— begin PAGE —
This example shows how to define and register a custom board and reference design in the HDL Coder™ SoC workflow. Using this example, you will be able to register the Digilent® ZYBO Zynq™ development board and a custom reference design in the HDL Workflow Advisor for the SoC workflow.

This example uses a ZYBO Zynq board, but in the same way, you can define and register a custom board or a custom reference design for the Altera SoC platform.

Requirements

  • Xilinx Vivado 2014.2

  • Digilent® ZYBO Zynq™ development board with the accessory kit

  • HDL Coder support package for Xilinx Zynq-7000

  • Embedded Coder support package for Xilinx Zynq-7000

Set up the ZYBO board

1. Understand the features available on the ZYBO board by reading the reference manual.

2. Set up the ZYBO board as shown in the following figure:

3. Ensure that you have properly installed the USB COM port device drivers on your computer.

4. Configure the JP5 programming mode jumper to enable the loading of a Zynq Linux image from a microSD card connected to connector J4.

5. Configure the JP7 power source select jumper to use a wall outlet as the power source.

6. Connect the shared UART/JTAG USB port on the ZYBO board to your computer.

7. Connect the ZYBO board to your computer using an Ethernet cable. The default ZYBO IP address is 192.168.1.110.

8. Download the ZYBO Zynq Linux image, extract the Zip archive and copy the contents to the microSD card. Insert the microSD card in connector J4.

9. Set up the Xilinx Vivado tool path by using the following command:

hdlsetuptoolpath('ToolName', 'Xilinx Vivado', 'ToolPath', 'C:\Xilinx\Vivado\2014.2\bin\vivado.bat');

Use your own Xilinx Vivado installation path when executing the command.

10. Set up the Zynq hardware connection by using the following commands:

h = zynq();
h.setupZynqHardware();

The setupZynqHardware() method connects to the hardware via the COM port and executes the ifconfig command to obtain the IP address of the board.

Create and export a custom reference design using Xilinx Vivado

A reference design captures the complete structure of an SoC design, defining the different components and their interconnections. The HDL Coder SoC workflow generates an IP core that integrates with the reference design, and is then used to program an SoC board. The following figure describes the relationship between a reference design, an HDL IP core and an SoC board.

In this section, we outline the basic steps necessary to create and export a simple reference design using the Xilinx Vivado IP Integrator environment. For more information about the IP Integrator tool, refer to Xilinx documentations.
— end PAGE —
= EXERCISE INSTRUCTIONS =
1 - Please repeat the part of the ZYBO setup page from "The setupZynqHardware() method" up to and including "to Xilinx documentations.", word for word.
2 - According to the ZYBO setup page, what is the board's default IP address?
— begin INFORMATION PROVIDED —
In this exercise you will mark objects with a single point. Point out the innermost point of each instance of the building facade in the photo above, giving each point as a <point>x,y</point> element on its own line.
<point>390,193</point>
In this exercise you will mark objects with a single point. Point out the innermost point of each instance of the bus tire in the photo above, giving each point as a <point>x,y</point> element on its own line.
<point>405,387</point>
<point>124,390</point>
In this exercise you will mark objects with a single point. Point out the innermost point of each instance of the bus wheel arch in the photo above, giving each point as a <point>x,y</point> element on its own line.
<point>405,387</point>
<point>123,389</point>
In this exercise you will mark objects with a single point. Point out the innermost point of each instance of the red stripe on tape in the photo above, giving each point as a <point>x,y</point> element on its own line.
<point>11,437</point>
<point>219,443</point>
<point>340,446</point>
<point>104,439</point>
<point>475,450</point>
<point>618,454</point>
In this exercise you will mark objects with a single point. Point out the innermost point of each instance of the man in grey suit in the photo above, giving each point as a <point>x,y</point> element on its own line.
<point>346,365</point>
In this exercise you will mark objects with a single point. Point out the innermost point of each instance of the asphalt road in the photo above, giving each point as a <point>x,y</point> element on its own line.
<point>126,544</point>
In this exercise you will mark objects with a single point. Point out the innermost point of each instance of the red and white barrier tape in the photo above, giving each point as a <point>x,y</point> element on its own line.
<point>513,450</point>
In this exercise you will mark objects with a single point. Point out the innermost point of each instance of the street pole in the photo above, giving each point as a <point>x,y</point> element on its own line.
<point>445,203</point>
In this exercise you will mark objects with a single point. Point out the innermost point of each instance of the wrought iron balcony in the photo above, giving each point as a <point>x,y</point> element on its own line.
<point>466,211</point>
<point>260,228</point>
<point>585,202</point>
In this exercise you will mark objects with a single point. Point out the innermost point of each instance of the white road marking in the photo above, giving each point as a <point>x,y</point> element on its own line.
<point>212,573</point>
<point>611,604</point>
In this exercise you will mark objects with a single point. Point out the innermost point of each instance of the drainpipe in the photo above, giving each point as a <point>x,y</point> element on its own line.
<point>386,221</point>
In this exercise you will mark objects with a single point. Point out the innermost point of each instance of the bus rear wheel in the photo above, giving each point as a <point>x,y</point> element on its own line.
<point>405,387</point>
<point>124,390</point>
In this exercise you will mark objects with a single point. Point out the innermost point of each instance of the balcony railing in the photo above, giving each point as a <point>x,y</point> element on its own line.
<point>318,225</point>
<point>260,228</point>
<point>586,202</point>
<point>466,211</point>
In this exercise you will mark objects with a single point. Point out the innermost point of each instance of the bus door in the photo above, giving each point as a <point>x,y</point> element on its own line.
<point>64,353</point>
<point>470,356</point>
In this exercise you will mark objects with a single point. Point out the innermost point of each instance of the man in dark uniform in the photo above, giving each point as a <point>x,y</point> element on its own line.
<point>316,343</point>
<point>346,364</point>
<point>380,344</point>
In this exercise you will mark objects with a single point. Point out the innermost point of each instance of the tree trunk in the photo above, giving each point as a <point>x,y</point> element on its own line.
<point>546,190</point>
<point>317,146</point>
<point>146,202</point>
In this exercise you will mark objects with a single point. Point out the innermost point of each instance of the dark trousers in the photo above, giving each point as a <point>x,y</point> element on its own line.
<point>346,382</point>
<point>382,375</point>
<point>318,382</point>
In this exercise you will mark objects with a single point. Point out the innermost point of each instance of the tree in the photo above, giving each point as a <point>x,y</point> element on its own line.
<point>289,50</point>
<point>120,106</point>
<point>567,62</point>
— end INFORMATION PROVIDED —
= SOLUTIONS TO THE EXERCISE =
1 -
The setupZynqHardware() method connects to the hardware via the COM port and executes the ifconfig command to obtain the IP address of the board.

Create and export a custom reference design using Xilinx Vivado

A reference design captures the complete structure of an SoC design, defining the different components and their interconnections. The HDL Coder SoC workflow generates an IP core that integrates with the reference design, and is then used to program an SoC board. The following figure describes the relationship between a reference design, an HDL IP core and an SoC board.

In this section, we outline the basic steps necessary to create and export a simple reference design using the Xilinx Vivado IP Integrator environment. For more information about the IP Integrator tool, refer to Xilinx documentations.

2 - 192.168.1.110